▸ Document passage
────────

3. Hugo Award winners (can any of you vouch for any of these?).
4. Peter Orszag's first NYT column.
5. Optimal sleep prizes for children.
6. How does space flight change people?
7. More evidence on how good studying works, and might this also bear on the multi-tasking debates?















I can vouch for The City and the City.
4. I love how people always say “half our spending is promises to old people, so we can’t touch that, the rest is hard, so that leaves raising taxes.”
In general, why are spending promises more sacred than taxing promises.
Many people want to become astronauts, few are chosen. The selection process is heavily biased towards candidates who project the right image and can become effective public speakers, who can talk articulately about grand visions of “what it all means” for the human race. And the candidates must truly buy into these values, because they are usually ridiculously overqualified with multiple degrees and life experience and yet have to spend nearly their entire career waiting patiently on the ground and repetitively drilling on mundane physical tasks.
So, does the experience of having flown in space really make people embrace “universal” values, or was that always innate in the sort of people who are successful astronaut candidates? If you read autobiographies of former Marines, they would probably talk about how military service made them more patriotic. But there was a reason they chose to become Marines in the first place.
Re: #6 (astronauts)
…also, autobiographies are not exactly the most impartial source, since the authors invariably wish to portray themselves in a positive light.
Nobody buys autobiographies that say “Yep, I’m pretty much the same cranky git as before”, and no publisher would publish it (unless you’re someone like Howard Stern and that’s your shtick). Ghostwriters would touch it up as necessary to make it saleable.
If you live through an experience that the public considers extraordinary, the most common question that you will constantly be asked about is how it changed your life. And people genuinely react badly to a flippant or non-”meaningful” answer. Sooner or later you need to come up with a stock answer, a narrative that will satisfy them.
If nothing else, they have a very strong financial motive to spin a tale, because giving motivational speeches on the public speaking circuit can be astoundingly lucrative, with even minor celebrities usually charging a five-figure sum per speech. Many people (former Olympic champions, etc) literally make their living telling uplifting stories of personal spiritual growth, redemption, and adversity overcome. What you tell the audience is what they paid to hear.
Space flight changes people in that it makes them spend the rest of their life telling people what they want to hear about how space flight changes people.
# 2
I am surprised by the lack of red comforters/sleeping bags in China. Most prominent colors are blue, pink and green.

────────

▸ Tasks to carry out
A. In the blog comments on the numbered links, which colors are named as the most prominent for comforters and sleeping bags in China?
B. Pick up the blog comments on the numbered links after their final comment and continue them.

────────

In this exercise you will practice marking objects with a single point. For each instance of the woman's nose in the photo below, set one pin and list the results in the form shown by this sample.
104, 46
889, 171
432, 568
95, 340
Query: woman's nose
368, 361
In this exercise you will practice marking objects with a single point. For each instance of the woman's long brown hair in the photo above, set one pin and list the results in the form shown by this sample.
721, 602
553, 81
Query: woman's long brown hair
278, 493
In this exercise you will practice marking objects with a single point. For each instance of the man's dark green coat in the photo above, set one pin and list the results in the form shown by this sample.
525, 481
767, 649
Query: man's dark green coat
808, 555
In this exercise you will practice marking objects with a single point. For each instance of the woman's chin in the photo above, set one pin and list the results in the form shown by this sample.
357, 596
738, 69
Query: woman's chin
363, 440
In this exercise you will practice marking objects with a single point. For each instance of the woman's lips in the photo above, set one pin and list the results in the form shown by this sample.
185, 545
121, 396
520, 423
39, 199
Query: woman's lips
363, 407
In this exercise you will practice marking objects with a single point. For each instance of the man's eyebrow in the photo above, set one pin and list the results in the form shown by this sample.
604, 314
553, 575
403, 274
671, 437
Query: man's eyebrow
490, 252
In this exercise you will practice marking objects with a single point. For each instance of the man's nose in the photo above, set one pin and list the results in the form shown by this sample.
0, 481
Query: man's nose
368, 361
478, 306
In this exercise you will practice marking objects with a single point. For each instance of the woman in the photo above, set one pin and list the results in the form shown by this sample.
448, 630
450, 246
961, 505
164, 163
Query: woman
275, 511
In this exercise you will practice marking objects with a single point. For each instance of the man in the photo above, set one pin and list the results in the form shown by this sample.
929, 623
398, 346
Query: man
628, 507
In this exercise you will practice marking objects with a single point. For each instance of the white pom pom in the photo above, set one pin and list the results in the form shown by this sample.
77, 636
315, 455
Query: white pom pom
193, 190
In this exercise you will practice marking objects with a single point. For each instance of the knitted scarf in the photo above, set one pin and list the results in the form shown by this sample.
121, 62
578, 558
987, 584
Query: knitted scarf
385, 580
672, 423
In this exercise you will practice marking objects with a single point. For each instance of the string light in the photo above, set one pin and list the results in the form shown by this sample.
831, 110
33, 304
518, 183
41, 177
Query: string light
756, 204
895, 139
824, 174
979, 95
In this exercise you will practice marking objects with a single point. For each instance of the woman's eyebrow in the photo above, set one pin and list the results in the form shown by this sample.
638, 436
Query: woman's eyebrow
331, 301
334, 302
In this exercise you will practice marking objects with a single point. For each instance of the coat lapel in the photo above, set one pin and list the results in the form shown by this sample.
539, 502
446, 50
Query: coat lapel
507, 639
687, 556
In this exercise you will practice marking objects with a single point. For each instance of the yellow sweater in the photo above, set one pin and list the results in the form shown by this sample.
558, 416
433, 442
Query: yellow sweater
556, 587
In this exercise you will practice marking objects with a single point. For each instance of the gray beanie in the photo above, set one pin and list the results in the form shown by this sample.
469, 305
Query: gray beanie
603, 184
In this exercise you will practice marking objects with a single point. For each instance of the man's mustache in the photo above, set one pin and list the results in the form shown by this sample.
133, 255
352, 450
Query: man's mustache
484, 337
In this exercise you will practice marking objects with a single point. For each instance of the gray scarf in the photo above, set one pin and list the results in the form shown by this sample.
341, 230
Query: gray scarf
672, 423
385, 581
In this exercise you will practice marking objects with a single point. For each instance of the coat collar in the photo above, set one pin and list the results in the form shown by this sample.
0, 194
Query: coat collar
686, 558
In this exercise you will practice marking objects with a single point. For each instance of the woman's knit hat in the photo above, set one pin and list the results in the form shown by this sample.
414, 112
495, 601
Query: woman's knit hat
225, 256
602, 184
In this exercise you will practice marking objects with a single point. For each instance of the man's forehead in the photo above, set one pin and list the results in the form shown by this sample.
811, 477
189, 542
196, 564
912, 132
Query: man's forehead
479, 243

────────

▸ Outputs for the tasks
A. Blue, pink, and green.

B.
I wholeheartedly recommend anything by Charles Stross. Palimpsest can be found in “Wireless”, his short-story collection. His novels “Glasshouse” and “Iron Sunrise” seem to be the most popular, but I think “Accelerando”, about a venture altruist, is one of his best. He’s one of the few sci-fi authors willing to write about — and have fun with — economics. His “Laundry” series is like a mix of Dilbert and HP Lovecraft. His “Merchant Clan” books are the weakest but definitely have their moments.
The City & The City is Mieville’s strongest work to date–I think it helps that by setting his book in a slightly more “realistic” environment, he is restrained from conjuring up the more bizarre/fantastic twists and turns of his earlier novels that, while entertaining, prove difficult to resolve in the novels’ final portion.
Also there was some earlier conversation in the comments about The City & They City in this MR post: http://www.marginalrevolution.com/marginalrevolution/2010/05/middle-east-peace-proposals.html
I very much enjoyed The Windup Girl. The future it shows was (to me) as believable and interesting as, say, early Neal Stephenson. Much less optimistic but no less engaging.
I couldn’t get into The City & The City at all. Maybe I’ll give it another go.
I vouch for Patrick Nielsen Hayden.
@RobF, The Windup Girl comes from the setting and world as Bacigalupi’s “Calorie Man”.
re: Stross. I agree with the comments that his ideas are extraordinary, and give a big payoff. I’ll read pretty much anything he writes, but can’t seem to pick up the Merchant Clan. His writing has improved, a lot, I find that it no longer interferes with the story and the ideas.
Moon is a fantastic movie, Dollhouse (nominee, not a winner) was a hugely underrated show (though with questionable acting at times), and The Wind-Up Girl has an excellent premise but somewhat dreary writing and I found the ending a cheap way out.